» Exercise set
1/ Put this sentence from the forum thread on weighted corks into Spanish: "The Flex Coat Launcher is another one, and there are probably many more."
2/ Tally the lines of the listing that hold the string "gloved", treating uppercase and lowercase as different, and reply with only that number.

» Selection
** Start **

# weighted cork for long distance



## cnote924 (Sep 22, 2015)

Do they sell a weighted cork or does anyone have a design for a weighted cork used to fish from a buoy line throwing at a spillway 300 ft away? I can use weight to get me there but usually get hung in the rocks fishing on bottom. I remember seeing a large cork before used in the trinity river to throw up behind the dam and catch cats. I have an idea for one just wondering if I am trying to "reinvent the wheel".


----------



## Chunknwind (Jul 28, 2015)

I'm sure the marina up from the dam sells them.


----------



## Chunknwind (Jul 28, 2015)

I'm sorry. I am talking about browlders up on livingston dam.


----------



## Whitebassfisher (May 4, 2007)

FTU carries the weighted floats you are probably referring to, and so does Browder's 3278 Marina.

The Flex Coat Launcher is another one, and there are probably many more.


----------



## Beaux (Oct 11, 2012)

I made several of my own from a 4" pear float. Heaviest it will hold is 4oz though.


----------



## BobBobber (Aug 29, 2015)

I observed guys using heavy bobbers with appropriately heavy surf rods in the LL dam pool. They caught many more fish than we did near the cable.

Looked more like work than fun to me. They were really working hard to lob those heavy bobbers that long distance.

Years past, we used 12' surf rods with sinkers ranging from 2 oz to 4 oz in the Gulf surf. That was work! Just holding the 12' rods waiting for bites was a heavy task too.

** End **

» Exercise data
** Start **

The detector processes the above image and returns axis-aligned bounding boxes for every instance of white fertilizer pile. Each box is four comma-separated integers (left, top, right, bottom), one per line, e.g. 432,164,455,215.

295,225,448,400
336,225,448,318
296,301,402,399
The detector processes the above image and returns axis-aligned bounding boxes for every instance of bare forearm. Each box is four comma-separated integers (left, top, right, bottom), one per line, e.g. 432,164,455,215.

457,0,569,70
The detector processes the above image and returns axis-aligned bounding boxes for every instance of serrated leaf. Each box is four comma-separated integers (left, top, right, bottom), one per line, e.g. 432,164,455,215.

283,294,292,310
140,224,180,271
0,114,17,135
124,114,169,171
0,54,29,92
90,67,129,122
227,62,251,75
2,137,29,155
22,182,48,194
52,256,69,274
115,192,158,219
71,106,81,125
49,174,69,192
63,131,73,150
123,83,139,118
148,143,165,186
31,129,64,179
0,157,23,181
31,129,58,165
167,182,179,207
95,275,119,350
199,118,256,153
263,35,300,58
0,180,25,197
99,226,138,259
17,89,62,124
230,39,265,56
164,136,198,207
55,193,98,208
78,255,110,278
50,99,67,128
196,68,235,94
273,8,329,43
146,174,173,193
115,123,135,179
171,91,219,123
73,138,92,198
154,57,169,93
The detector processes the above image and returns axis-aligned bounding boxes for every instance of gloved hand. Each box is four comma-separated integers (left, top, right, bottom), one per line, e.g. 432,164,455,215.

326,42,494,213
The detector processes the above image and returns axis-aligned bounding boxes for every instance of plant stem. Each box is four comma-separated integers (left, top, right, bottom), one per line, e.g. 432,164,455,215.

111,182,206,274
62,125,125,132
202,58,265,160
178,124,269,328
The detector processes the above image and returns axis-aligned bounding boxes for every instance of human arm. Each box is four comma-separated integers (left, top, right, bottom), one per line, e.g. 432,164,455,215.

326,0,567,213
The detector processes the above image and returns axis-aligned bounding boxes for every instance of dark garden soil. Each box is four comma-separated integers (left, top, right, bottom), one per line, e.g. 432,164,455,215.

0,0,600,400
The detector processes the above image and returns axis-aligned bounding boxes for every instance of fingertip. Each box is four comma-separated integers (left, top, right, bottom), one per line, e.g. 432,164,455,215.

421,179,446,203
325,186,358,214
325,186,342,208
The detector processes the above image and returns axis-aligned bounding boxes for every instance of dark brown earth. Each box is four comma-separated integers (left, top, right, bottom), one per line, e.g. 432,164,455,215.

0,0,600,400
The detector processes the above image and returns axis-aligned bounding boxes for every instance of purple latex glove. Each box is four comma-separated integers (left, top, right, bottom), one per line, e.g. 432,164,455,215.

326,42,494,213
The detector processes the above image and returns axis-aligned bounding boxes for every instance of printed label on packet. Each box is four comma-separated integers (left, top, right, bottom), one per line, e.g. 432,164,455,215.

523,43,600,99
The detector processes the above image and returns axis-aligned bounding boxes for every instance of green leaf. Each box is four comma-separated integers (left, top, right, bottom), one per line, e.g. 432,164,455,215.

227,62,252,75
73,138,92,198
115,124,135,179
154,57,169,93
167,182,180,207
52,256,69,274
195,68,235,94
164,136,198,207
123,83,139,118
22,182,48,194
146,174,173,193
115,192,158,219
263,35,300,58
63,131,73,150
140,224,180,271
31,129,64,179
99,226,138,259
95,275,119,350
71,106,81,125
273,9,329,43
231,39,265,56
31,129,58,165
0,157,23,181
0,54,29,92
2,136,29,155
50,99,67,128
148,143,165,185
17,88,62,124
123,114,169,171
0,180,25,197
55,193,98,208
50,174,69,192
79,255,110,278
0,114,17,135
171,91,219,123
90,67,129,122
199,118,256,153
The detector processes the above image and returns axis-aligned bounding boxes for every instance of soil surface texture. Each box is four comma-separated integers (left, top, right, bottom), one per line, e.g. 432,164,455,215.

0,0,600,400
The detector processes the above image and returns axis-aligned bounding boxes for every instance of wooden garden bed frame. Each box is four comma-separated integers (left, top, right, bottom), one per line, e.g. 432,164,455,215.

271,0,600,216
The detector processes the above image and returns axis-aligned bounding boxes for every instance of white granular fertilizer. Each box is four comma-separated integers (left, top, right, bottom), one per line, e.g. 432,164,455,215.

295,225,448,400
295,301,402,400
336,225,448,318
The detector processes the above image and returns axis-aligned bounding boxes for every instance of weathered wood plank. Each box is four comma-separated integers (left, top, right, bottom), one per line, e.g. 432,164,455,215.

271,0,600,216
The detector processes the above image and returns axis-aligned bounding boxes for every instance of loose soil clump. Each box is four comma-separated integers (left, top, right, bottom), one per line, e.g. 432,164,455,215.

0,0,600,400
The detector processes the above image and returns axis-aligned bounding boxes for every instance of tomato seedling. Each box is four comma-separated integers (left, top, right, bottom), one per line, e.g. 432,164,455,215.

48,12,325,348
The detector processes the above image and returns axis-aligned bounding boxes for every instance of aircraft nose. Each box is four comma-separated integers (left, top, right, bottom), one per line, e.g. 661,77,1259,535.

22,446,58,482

** End **

» Responses in order
1/ El Flex Coat Launcher es otro, y probablemente hay muchos más.

2/ 1